What you should do:
Copy the records from their beginning through the line containing "263L162 248H148L138 254L132", changing every "rough mask" to "coarse mask" and leaving the rest as it stands.

Collected data entries:
——

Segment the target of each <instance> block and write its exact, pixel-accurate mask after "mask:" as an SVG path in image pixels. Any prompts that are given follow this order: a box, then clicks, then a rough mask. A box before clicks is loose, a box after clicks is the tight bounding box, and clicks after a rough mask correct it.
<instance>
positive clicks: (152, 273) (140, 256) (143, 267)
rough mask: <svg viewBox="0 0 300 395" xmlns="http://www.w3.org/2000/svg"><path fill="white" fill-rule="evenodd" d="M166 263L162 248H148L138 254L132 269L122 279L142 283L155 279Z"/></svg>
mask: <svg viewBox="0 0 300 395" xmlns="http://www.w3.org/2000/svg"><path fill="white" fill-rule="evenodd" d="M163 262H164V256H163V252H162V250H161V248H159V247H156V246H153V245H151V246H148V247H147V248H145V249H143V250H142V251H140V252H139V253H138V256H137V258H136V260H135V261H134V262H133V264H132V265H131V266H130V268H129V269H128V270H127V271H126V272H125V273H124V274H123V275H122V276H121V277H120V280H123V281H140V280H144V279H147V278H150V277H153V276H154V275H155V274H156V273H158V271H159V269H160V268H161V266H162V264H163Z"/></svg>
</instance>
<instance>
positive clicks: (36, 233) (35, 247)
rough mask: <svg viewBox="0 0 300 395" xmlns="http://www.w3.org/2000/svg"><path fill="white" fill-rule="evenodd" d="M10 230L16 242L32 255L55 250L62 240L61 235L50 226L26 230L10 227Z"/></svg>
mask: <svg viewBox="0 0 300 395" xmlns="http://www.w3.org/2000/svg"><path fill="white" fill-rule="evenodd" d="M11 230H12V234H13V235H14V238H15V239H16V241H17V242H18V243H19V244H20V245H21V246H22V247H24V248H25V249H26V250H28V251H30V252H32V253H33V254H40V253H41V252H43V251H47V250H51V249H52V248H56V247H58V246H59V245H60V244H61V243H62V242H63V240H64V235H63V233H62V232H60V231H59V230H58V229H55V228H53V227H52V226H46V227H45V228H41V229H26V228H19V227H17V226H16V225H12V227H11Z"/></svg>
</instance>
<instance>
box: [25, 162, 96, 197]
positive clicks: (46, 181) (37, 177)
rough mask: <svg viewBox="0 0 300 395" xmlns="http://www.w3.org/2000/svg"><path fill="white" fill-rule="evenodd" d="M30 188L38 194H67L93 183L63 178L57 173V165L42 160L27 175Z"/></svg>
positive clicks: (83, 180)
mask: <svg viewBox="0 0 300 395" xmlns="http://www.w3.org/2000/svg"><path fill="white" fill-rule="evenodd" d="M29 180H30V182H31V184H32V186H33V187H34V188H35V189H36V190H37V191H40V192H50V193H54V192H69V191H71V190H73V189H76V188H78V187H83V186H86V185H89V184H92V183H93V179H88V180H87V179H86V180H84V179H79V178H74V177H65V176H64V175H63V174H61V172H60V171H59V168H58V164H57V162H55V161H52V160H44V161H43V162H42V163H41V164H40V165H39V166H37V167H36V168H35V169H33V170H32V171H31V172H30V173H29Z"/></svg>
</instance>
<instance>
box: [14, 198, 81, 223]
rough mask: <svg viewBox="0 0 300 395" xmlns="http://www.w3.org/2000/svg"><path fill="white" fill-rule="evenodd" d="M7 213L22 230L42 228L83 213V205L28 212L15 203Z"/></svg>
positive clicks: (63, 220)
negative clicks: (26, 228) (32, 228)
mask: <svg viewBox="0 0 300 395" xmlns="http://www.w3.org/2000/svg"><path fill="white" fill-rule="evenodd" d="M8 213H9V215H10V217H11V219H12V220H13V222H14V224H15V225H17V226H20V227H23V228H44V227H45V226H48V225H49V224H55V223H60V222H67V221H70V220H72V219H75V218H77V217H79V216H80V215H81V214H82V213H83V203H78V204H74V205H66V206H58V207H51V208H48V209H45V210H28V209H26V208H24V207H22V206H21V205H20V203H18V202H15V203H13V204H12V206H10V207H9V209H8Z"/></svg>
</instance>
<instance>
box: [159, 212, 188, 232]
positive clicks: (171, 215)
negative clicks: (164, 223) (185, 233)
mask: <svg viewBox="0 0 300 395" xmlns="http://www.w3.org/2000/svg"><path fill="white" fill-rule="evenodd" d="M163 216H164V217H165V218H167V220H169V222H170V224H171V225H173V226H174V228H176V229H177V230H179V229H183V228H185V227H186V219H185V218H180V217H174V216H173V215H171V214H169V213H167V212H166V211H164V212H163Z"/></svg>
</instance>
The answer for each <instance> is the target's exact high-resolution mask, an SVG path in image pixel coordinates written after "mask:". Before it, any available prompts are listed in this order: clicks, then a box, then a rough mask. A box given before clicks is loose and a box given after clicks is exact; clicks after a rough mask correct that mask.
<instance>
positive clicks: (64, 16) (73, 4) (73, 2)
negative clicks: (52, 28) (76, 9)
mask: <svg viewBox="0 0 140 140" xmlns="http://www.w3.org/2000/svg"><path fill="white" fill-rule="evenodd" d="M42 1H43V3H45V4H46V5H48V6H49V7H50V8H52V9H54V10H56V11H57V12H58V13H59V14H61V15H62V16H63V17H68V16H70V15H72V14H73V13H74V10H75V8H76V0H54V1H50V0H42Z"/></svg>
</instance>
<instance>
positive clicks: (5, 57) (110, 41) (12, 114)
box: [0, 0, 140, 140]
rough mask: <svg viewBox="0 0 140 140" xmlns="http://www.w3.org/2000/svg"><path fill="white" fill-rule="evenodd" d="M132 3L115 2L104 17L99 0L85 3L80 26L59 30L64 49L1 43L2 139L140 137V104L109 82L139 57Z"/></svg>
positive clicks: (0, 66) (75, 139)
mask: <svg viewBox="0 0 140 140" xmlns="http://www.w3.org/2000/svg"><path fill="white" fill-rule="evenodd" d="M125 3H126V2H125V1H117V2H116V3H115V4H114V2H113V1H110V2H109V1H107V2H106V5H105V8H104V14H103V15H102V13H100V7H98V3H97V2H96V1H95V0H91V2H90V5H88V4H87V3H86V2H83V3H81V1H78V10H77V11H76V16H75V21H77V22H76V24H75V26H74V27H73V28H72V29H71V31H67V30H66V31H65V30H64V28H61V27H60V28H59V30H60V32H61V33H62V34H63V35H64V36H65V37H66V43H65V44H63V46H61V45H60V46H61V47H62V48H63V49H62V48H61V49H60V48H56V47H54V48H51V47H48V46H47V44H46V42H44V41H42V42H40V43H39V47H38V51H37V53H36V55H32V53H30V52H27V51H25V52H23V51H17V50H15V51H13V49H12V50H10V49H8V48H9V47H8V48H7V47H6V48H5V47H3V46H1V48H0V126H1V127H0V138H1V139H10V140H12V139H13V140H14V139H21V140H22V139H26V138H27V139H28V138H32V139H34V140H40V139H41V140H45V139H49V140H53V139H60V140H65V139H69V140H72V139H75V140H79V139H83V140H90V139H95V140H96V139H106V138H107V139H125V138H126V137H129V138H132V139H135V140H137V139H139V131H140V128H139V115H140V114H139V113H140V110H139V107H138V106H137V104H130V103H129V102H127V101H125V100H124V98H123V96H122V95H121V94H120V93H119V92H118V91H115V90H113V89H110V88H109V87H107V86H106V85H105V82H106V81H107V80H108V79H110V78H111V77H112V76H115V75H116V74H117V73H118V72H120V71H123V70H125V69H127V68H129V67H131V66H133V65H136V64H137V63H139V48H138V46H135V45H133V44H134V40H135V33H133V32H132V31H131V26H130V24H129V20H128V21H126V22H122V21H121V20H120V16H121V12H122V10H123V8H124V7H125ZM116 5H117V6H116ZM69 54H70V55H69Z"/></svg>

——

Exercise output:
Segment the target of each <instance> block and write its exact, pixel-accurate mask after "mask:" as an SVG path in image pixels. Any prompts that are given follow this order: a box, then clicks, then a coarse mask. A box before clicks is loose, a box after clicks is the tight bounding box, and clicks after a coarse mask correct it.
<instance>
positive clicks: (152, 273) (140, 256) (143, 267)
coarse mask: <svg viewBox="0 0 300 395" xmlns="http://www.w3.org/2000/svg"><path fill="white" fill-rule="evenodd" d="M166 263L162 248H148L138 254L132 269L122 279L142 283L155 279Z"/></svg>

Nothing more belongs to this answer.